■ **Material provided**:

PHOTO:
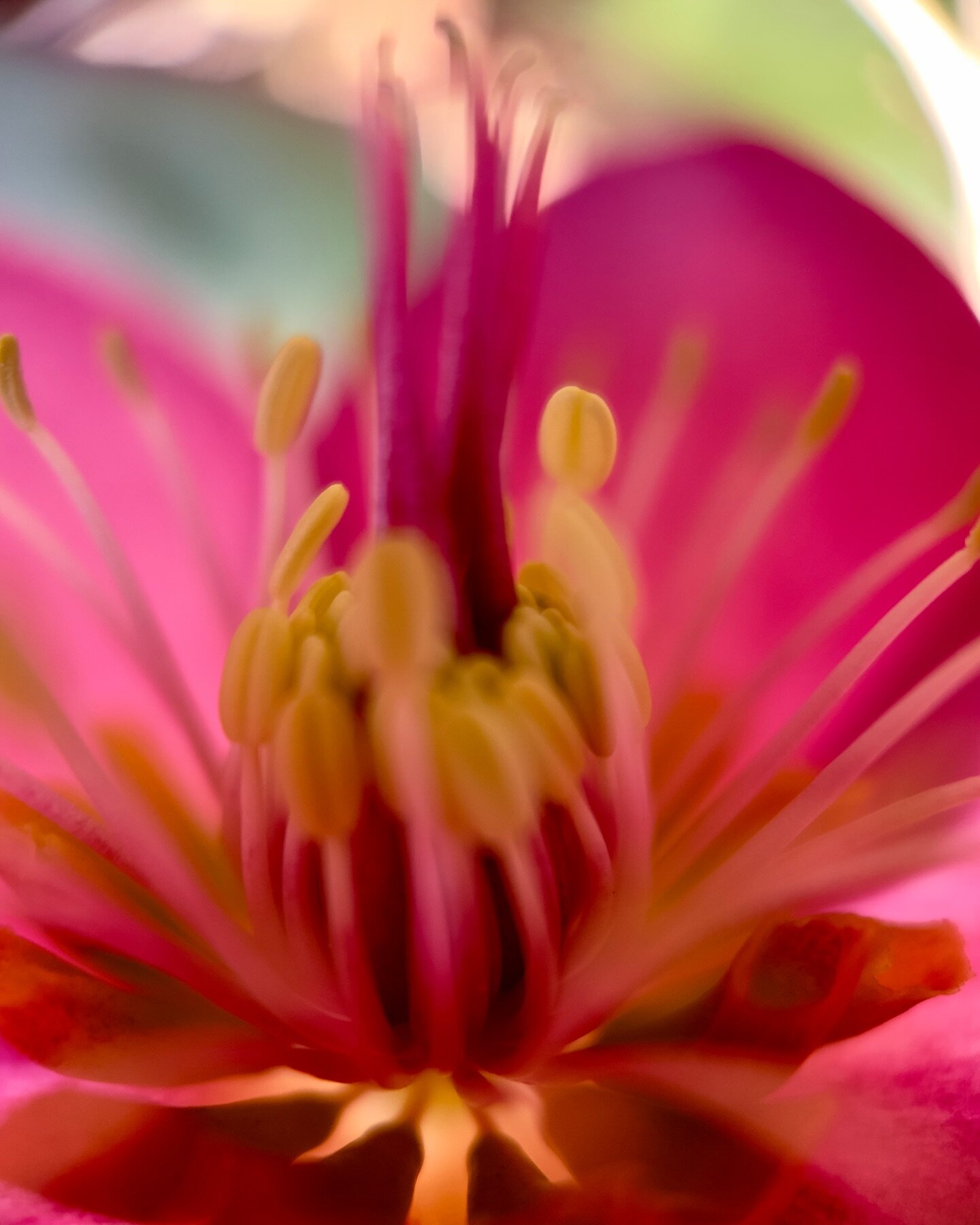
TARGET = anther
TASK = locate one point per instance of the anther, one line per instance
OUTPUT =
(318, 764)
(399, 600)
(546, 586)
(306, 540)
(578, 674)
(577, 440)
(831, 406)
(12, 387)
(485, 783)
(318, 600)
(583, 548)
(529, 640)
(257, 675)
(549, 717)
(287, 395)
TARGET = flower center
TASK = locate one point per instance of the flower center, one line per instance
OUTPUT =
(355, 701)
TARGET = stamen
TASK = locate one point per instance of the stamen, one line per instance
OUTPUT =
(707, 823)
(817, 428)
(885, 823)
(283, 406)
(401, 595)
(577, 440)
(318, 764)
(306, 539)
(287, 395)
(257, 669)
(857, 589)
(485, 787)
(774, 837)
(580, 545)
(12, 387)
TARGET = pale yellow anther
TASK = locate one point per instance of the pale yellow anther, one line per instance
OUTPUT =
(528, 638)
(399, 610)
(831, 404)
(577, 439)
(257, 670)
(487, 785)
(581, 545)
(546, 586)
(120, 361)
(306, 542)
(318, 600)
(12, 387)
(318, 764)
(287, 395)
(483, 674)
(578, 675)
(314, 664)
(546, 716)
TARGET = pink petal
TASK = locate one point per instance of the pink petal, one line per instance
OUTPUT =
(58, 320)
(784, 274)
(909, 1111)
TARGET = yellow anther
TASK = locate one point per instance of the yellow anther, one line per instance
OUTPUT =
(551, 723)
(831, 404)
(528, 638)
(287, 395)
(315, 664)
(120, 361)
(12, 387)
(257, 669)
(578, 675)
(318, 598)
(577, 439)
(487, 788)
(546, 586)
(582, 546)
(306, 540)
(401, 604)
(479, 673)
(318, 764)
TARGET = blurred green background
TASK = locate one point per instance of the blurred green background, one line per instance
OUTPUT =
(251, 214)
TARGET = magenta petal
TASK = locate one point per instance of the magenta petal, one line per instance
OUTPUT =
(785, 274)
(908, 1117)
(58, 321)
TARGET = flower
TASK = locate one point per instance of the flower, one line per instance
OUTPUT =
(506, 892)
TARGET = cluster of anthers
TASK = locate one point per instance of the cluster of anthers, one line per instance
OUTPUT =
(355, 696)
(450, 845)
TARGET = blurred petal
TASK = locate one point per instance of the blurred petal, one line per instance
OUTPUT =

■ **Problem to solve**: Write out the whole listing exactly, with no pictures.

■ **Exercise solution**:
PHOTO:
TARGET = anther
TASK = locate one point per instance of the anther, one line per instance
OUTPUT =
(318, 764)
(399, 600)
(546, 586)
(306, 540)
(578, 674)
(577, 440)
(831, 406)
(12, 387)
(485, 783)
(318, 600)
(583, 548)
(529, 640)
(257, 675)
(549, 717)
(287, 395)
TARGET = flower center
TASK = locate one point per instance of the flower center, one line per instance
OUTPUT =
(355, 701)
TARGET = stamen
TASK = locate one point per instance of the stamen, one line per instance
OUTPUT =
(707, 823)
(817, 428)
(885, 823)
(283, 406)
(401, 595)
(577, 440)
(318, 764)
(306, 539)
(287, 395)
(257, 669)
(857, 589)
(485, 787)
(774, 837)
(580, 545)
(12, 387)
TARGET = pale yellow anther
TASK = locate one point per instance of the pale yellow anther, one line per instance
OUTPUT =
(528, 638)
(399, 610)
(831, 404)
(577, 439)
(257, 670)
(487, 785)
(581, 545)
(546, 586)
(120, 361)
(306, 542)
(318, 600)
(12, 387)
(318, 764)
(287, 395)
(483, 674)
(578, 675)
(314, 664)
(546, 716)
TARGET = pink petal
TASK = locate one point per instance of the pink petal, one line per instance
OUTPUT =
(58, 320)
(784, 274)
(909, 1111)
TARGET = yellow anther
TASK = locate one point per instance of the yellow anther, one line per instance
OUTPUT =
(551, 723)
(831, 404)
(528, 638)
(287, 395)
(315, 664)
(120, 361)
(12, 387)
(257, 669)
(578, 675)
(318, 598)
(577, 439)
(487, 788)
(546, 586)
(582, 546)
(306, 540)
(401, 604)
(479, 673)
(318, 764)
TARGET = blurred green background
TASK = locate one point per instance of the blurred green background, one line per instance
OUTPUT =
(251, 214)
TARGET = magenta petal
TASK = locate one point per instance of the magenta petal, one line per instance
OUTPUT =
(785, 274)
(908, 1117)
(58, 321)
TARGET = flower
TASK = locate one point per instance of the flower, one line per instance
OUTPUT =
(506, 892)
TARGET = cluster of anthers
TASK = locate one point per instance of the cluster of anthers, one line per instance
OUTPUT =
(355, 696)
(450, 845)
TARGET = blurred petal
TASK = locate one point per instance of the blurred petal, one line per instance
OUTPUT =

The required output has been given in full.